→ **Required action**
Please return every line of the records below that holds the word "instance".

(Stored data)
--
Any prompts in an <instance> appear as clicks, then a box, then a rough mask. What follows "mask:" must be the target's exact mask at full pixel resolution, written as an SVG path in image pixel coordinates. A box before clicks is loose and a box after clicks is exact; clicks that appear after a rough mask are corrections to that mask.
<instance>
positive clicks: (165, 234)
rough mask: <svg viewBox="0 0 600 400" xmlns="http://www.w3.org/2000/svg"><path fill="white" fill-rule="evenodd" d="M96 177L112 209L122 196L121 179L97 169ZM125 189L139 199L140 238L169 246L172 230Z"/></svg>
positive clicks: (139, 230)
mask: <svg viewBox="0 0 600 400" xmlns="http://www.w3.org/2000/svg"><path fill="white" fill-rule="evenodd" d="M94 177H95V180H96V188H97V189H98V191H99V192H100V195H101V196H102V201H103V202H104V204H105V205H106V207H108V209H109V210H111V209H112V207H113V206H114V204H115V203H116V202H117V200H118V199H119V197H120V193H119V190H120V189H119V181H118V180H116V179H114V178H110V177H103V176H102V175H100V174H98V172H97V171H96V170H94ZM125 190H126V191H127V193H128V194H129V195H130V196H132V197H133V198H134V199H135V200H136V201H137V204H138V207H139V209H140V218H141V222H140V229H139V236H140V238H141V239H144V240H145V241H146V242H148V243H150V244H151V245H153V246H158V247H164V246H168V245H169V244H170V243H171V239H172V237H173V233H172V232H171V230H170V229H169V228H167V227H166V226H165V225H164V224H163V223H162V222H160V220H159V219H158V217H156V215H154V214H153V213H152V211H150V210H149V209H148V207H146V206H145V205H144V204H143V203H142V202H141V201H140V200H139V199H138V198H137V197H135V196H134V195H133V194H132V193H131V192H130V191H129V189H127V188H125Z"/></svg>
--
→ **Solution**
Any prompts in an <instance> appear as clicks, then a box, then a rough mask. What follows "mask:" must be the target's exact mask at full pixel resolution, written as an SVG path in image pixel coordinates. A box before clicks is loose and a box after clicks is exact; clicks that appear after a rough mask are corrections to that mask.
<instance>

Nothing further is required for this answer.